◆ BRIEF
Rewrite the rows starting with the line that contains "Where can the spruce" and going on through the end of the rows, keeping the requests as they are. Rescale every coordinate in the answers by 1.1, rounding to whole numbers with halves rounded up.

======== RECORDS TO USE ========

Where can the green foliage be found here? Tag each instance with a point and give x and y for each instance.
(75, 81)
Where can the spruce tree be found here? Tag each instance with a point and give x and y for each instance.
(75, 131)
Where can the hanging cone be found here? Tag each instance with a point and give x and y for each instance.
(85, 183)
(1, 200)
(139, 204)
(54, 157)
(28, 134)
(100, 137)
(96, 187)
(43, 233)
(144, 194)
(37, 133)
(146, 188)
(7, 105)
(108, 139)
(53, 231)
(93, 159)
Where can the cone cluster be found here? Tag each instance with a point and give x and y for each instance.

========

◆ SOLUTION BELOW
Where can the spruce tree be found here? Tag each instance with a point and give x and y for each instance.
(83, 144)
Where can the hanging cone be found here? Tag each instance with a point and give x and y for each instance.
(94, 201)
(1, 220)
(153, 224)
(59, 173)
(31, 147)
(110, 151)
(106, 206)
(47, 256)
(158, 213)
(41, 146)
(161, 207)
(8, 116)
(119, 153)
(58, 254)
(102, 175)
Where can the cone cluster be found here? Tag each instance with a point and give x and y for each instance.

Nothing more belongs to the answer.